Yioop_V9.5_Source_Code

PhraseParser
in package

Application

Library of functions used to manipulate words and phrases

CONTROL_WORD_INDICATOR

Indicates the control word for programming languages


    public
        mixed
    CONTROL_WORD_INDICATOR
    = ':'

REGEX_INITIAL_POSITION

Indicates the control word for programming languages


    public
        mixed
    REGEX_INITIAL_POSITION
    = 1

SAFE_PHRASE_THRESHOLD

Threshold to use for a string to be conisdered "safe" (not X-rated)


    public
        mixed
    SAFE_PHRASE_THRESHOLD
    = 0.035

TOKENIZER

Constant storing the string


    public
        mixed
    TOKENIZER
    = 'Tokenizer'

$meta_words_list

A list of meta words that might be extracted from a query


    public
    static    array<string|int, mixed>
    $meta_words_list
     = ['\\-i:', '\\-index:', '\\-', 'class:', 'class-score:', 'cld:', 'code:', 'color:', 'date:', 'dns:', 'duration:', 'filetype:', 'guid:', 'hash:', 'host:', 'i:', 'info:', 'index:', 'ip:', 'link:', 'lang:', 'layout:', 'location:', 'media:', 'modified:', 'numlinks:', 'os:', 'path:', 'pubdate:', 'robot:', 'safe:', 'server:', 'site:', 'size:', 'time:', 'u:', 'version:', 'weight:', 'w:']

$programming_language_map

A list of meta words that might be extracted from a query


    public
    static    array<string|int, mixed>
    $programming_language_map
     = ['java' => 'java', 'py' => 'python']

$tokenizers

Tokenizer objects that have been loaded so far


    public
    static    mixed
    $tokenizers
     = []

@var array

calculateLinkMetas()

Used to compute all the meta ids for a given link with $url and $link_text that was on a site with $site_url.

▶ RECORDED INFORMATION:
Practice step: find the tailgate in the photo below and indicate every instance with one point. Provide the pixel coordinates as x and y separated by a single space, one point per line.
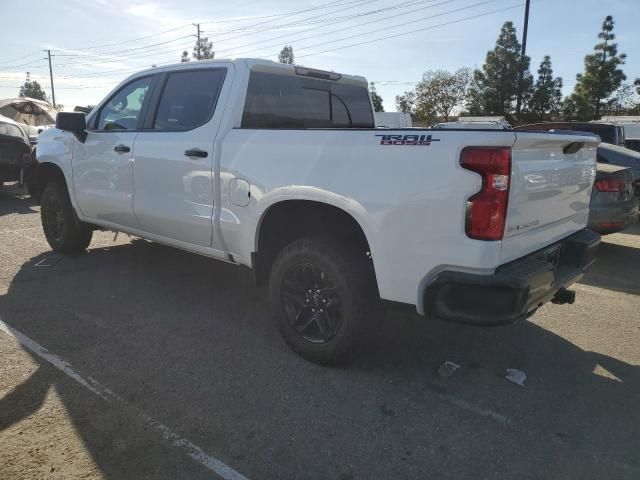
549 191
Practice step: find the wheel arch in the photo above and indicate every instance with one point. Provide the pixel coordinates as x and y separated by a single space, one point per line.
288 219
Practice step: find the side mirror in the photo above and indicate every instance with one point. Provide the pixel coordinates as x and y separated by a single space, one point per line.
73 122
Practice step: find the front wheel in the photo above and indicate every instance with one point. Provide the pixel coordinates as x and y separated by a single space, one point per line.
320 290
65 234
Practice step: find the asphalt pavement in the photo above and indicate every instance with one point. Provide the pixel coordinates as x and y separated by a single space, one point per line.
136 361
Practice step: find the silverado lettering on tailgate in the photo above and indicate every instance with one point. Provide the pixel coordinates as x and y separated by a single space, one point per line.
422 140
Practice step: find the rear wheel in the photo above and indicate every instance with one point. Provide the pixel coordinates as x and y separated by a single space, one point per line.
320 292
64 232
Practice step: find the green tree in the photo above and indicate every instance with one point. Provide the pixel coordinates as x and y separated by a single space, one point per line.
375 98
286 55
496 85
437 95
546 96
202 50
602 76
405 103
623 101
32 89
205 52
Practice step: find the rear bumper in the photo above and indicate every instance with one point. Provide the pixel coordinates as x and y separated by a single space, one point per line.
516 288
610 220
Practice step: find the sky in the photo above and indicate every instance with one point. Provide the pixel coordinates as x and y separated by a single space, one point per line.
97 44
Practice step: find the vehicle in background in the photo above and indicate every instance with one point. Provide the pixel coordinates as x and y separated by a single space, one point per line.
629 123
33 114
608 132
488 125
280 168
623 157
84 109
632 144
393 120
15 152
613 205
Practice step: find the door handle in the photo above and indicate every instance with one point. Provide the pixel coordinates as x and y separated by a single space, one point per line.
196 152
122 148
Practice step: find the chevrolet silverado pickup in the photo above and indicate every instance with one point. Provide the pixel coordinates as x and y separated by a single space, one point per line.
280 168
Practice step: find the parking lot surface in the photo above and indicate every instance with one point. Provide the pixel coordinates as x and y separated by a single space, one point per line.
180 372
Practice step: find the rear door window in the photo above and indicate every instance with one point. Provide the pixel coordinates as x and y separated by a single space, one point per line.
188 99
122 111
11 130
284 101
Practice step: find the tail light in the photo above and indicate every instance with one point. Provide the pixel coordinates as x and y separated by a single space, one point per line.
487 209
611 185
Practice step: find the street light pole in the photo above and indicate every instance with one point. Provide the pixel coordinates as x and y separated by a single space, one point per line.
524 51
197 25
53 93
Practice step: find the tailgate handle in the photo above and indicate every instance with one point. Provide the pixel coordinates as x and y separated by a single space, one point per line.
573 147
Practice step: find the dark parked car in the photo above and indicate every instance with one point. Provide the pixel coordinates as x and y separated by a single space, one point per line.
613 204
608 132
622 157
15 152
632 144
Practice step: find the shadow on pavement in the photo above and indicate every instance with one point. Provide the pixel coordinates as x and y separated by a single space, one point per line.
15 200
188 341
617 268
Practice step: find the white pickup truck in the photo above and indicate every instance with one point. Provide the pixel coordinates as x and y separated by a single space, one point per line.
279 168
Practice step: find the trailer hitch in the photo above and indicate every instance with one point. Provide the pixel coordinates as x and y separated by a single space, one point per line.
563 296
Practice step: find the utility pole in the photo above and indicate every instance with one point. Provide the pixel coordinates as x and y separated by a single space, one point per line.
197 25
524 51
53 93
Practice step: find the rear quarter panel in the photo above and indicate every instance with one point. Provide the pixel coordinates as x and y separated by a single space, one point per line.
410 200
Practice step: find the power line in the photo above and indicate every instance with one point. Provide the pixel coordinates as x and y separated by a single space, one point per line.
92 47
413 31
22 57
284 14
348 27
357 3
403 24
145 48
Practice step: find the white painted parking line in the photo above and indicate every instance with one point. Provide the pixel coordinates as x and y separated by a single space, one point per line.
191 449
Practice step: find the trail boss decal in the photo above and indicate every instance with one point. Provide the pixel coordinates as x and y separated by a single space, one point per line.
423 140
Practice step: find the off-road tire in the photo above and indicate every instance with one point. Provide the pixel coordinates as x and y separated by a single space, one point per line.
350 270
64 232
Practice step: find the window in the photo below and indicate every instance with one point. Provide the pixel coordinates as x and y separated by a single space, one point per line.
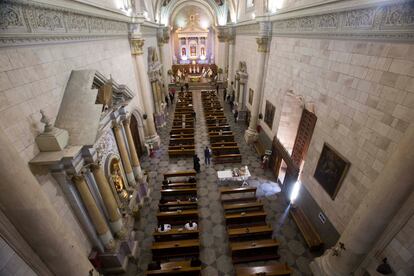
269 114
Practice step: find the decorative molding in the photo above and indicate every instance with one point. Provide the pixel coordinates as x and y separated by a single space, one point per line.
137 45
262 44
387 22
28 23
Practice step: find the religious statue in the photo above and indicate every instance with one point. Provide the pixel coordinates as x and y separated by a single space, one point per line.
46 120
118 180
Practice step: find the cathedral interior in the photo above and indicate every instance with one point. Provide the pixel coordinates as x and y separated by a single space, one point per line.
207 137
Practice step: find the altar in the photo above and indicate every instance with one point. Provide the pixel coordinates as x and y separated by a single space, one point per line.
234 175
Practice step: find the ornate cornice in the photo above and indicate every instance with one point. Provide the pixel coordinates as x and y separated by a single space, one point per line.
392 21
262 44
23 23
137 45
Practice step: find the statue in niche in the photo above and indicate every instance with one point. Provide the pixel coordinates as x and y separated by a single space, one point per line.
243 67
118 180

▶ SET OF TASKS:
1. List every static property that the PhraseParser reference declares.
2. Edit the PhraseParser reference by restating the passage from "Tokenizer objects that" up to and including "site with $site_url.", with "loaded" changed to "instantiated".
3. In the PhraseParser reference, what value is assigned to SAFE_PHRASE_THRESHOLD?
Use only the PhraseParser reference, not the entries.

▶ ANSWERS:
1. $meta_words_list, $programming_language_map, $tokenizers

2.
Tokenizer objects that have been instantiated so far


    public
    static    mixed
    $tokenizers
     = []

@var array

calculateLinkMetas()

Used to compute all the meta ids for a given link with $url and $link_text that was on a site with $site_url.

3. 0.035